>> start Record extracts

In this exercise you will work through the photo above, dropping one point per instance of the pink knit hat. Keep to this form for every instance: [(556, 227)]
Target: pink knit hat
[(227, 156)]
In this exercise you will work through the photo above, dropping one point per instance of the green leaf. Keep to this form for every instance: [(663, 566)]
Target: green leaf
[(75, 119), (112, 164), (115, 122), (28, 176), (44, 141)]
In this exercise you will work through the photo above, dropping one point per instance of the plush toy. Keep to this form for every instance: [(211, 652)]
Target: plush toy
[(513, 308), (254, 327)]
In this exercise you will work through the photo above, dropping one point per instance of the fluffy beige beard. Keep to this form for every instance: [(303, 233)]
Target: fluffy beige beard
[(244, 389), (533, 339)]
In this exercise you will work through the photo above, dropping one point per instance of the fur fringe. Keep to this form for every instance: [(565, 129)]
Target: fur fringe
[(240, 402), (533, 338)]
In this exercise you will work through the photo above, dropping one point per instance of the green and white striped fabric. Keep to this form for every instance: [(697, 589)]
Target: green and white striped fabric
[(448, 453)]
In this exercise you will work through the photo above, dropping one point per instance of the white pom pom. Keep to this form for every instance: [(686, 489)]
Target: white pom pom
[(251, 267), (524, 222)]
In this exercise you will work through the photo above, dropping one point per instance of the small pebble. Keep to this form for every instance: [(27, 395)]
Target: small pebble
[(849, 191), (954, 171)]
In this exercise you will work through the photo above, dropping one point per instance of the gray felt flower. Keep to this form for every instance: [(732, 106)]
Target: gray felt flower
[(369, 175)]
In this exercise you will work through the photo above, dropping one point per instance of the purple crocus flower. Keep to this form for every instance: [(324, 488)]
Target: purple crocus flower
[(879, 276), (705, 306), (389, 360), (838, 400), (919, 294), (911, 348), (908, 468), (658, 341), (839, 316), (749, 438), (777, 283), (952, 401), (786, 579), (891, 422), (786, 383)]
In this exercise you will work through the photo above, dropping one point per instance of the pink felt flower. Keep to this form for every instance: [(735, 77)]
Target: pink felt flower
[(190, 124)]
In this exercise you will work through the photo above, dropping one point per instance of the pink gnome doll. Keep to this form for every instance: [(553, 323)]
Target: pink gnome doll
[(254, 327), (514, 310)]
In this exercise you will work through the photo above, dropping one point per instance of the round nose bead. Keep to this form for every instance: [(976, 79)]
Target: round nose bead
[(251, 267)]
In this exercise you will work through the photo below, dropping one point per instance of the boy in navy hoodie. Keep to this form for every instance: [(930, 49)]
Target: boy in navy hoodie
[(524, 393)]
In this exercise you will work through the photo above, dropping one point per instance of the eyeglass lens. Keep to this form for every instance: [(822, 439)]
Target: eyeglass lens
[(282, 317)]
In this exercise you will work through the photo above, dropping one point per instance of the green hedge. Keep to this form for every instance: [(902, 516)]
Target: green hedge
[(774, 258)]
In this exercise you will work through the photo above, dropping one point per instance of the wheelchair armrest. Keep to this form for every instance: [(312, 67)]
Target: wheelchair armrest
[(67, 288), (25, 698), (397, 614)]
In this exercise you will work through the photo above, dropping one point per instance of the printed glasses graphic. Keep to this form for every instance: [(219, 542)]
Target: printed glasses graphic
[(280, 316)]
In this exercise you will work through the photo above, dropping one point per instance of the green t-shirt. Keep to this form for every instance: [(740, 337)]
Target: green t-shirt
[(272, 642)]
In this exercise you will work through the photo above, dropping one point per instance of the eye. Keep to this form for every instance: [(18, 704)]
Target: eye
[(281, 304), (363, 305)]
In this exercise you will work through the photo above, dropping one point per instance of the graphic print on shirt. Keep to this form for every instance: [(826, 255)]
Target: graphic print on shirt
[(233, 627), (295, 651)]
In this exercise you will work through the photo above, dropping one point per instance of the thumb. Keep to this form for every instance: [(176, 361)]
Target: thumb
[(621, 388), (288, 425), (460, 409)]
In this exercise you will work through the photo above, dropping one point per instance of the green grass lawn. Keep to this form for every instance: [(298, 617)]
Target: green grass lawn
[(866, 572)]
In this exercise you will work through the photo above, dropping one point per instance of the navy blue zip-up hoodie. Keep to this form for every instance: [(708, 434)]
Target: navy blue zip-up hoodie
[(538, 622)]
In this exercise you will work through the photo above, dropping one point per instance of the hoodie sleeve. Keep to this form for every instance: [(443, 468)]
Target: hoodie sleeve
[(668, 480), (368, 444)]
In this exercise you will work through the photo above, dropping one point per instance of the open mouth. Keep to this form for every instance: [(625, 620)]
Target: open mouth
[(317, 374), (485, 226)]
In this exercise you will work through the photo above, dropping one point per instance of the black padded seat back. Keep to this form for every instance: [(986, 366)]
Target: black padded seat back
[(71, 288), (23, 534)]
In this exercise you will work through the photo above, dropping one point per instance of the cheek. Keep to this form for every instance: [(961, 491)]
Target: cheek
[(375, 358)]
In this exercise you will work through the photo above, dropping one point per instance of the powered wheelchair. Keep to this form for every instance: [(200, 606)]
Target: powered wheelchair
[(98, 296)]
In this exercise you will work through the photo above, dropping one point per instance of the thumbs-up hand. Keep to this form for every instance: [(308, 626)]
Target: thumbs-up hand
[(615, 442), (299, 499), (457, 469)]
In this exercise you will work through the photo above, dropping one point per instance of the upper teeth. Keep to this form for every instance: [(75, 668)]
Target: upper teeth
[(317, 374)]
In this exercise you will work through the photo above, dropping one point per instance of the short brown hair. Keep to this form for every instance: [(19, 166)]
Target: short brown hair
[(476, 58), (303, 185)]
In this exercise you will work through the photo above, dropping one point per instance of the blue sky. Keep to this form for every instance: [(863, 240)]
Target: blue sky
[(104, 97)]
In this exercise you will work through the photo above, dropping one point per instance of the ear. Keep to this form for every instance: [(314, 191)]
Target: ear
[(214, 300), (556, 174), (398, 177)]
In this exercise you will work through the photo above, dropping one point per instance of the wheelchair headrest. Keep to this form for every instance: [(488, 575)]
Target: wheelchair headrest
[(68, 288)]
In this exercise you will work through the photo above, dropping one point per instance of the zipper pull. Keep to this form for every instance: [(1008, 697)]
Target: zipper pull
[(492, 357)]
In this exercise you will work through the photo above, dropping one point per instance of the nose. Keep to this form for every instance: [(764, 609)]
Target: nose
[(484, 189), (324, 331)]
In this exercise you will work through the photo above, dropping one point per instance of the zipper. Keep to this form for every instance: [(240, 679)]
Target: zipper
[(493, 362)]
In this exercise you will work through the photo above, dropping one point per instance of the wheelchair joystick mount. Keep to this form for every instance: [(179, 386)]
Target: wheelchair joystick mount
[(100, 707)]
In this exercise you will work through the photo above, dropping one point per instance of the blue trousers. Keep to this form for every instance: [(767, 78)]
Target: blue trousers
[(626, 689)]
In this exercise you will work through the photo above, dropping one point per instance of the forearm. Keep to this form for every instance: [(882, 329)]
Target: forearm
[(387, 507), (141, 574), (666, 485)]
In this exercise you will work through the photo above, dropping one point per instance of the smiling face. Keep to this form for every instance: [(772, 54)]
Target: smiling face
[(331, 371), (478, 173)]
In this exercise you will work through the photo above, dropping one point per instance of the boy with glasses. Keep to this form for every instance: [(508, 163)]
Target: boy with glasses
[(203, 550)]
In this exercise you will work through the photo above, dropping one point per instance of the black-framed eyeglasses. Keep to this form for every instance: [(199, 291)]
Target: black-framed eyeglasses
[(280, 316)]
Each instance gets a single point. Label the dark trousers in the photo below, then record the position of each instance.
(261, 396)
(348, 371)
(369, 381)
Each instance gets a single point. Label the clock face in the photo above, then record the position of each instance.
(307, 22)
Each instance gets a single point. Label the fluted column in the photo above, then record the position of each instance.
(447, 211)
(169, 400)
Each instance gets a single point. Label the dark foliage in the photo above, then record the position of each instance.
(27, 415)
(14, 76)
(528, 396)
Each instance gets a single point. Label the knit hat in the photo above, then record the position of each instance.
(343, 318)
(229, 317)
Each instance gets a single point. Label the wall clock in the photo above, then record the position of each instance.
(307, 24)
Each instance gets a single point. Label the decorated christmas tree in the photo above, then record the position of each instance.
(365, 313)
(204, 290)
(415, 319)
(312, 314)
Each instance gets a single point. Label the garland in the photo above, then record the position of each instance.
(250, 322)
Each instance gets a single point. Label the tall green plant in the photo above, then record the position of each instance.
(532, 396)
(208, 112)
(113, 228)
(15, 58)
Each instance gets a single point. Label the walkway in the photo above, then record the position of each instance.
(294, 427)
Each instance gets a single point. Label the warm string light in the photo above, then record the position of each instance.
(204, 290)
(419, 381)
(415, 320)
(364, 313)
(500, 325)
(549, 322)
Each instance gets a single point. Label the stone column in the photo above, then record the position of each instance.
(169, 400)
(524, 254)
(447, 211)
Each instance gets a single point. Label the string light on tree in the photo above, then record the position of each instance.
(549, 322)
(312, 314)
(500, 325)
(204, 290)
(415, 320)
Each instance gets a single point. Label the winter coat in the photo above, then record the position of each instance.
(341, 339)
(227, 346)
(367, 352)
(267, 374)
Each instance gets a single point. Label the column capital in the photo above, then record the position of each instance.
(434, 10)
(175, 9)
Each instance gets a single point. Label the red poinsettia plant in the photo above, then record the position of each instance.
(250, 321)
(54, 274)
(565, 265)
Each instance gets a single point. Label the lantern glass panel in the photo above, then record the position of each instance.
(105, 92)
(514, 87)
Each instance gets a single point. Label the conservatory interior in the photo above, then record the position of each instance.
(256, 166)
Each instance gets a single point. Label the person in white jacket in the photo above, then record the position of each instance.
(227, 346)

>> end Record extracts

● **Your goal**
Rewrite the entries above as a numbered list, beginning at the line that contains "instance: [(75, 668)]" and ending after the line that contains "[(493, 362)]". Leave out any blank lines.

● **Result for this task**
1. In this exercise you will work through the photo above, dropping one point per instance of the upper teeth. Keep to this form for every instance: [(75, 668)]
2. Target: upper teeth
3. [(317, 374)]
4. In this exercise you will work through the photo above, dropping one point per instance of the short brown hair. Keep to this form for every instance: [(19, 166)]
5. Target: short brown hair
6. [(476, 58), (303, 185)]
7. In this exercise you will work through the photo above, dropping one point per instance of the blue sky. Keep to this form for every instance: [(863, 240)]
8. Target: blue sky
9. [(104, 97)]
10. In this exercise you will work through the photo above, dropping one point per instance of the ear. Keep to this form for every instance: [(314, 191)]
11. Target: ear
12. [(214, 300), (556, 174), (398, 177)]
13. In this exercise you will work through the photo above, dropping one point per instance of the wheelchair headrest. Keep to this form for every instance: [(488, 575)]
14. Target: wheelchair headrest
15. [(68, 288)]
16. In this exercise you will work through the photo above, dropping one point per instance of the zipper pull. Keep to this form for every instance: [(1008, 697)]
17. Target: zipper pull
18. [(492, 357)]
19. In this exercise you will work through the photo above, dropping one point per instance of the nose. Keep to this form for every instance: [(764, 609)]
20. Target: nose
21. [(484, 189), (324, 331)]
22. In this exercise you will work through the photo above, dropping one point per instance of the zipper. Keep to this form for every instance: [(240, 679)]
23. Target: zipper
24. [(493, 362)]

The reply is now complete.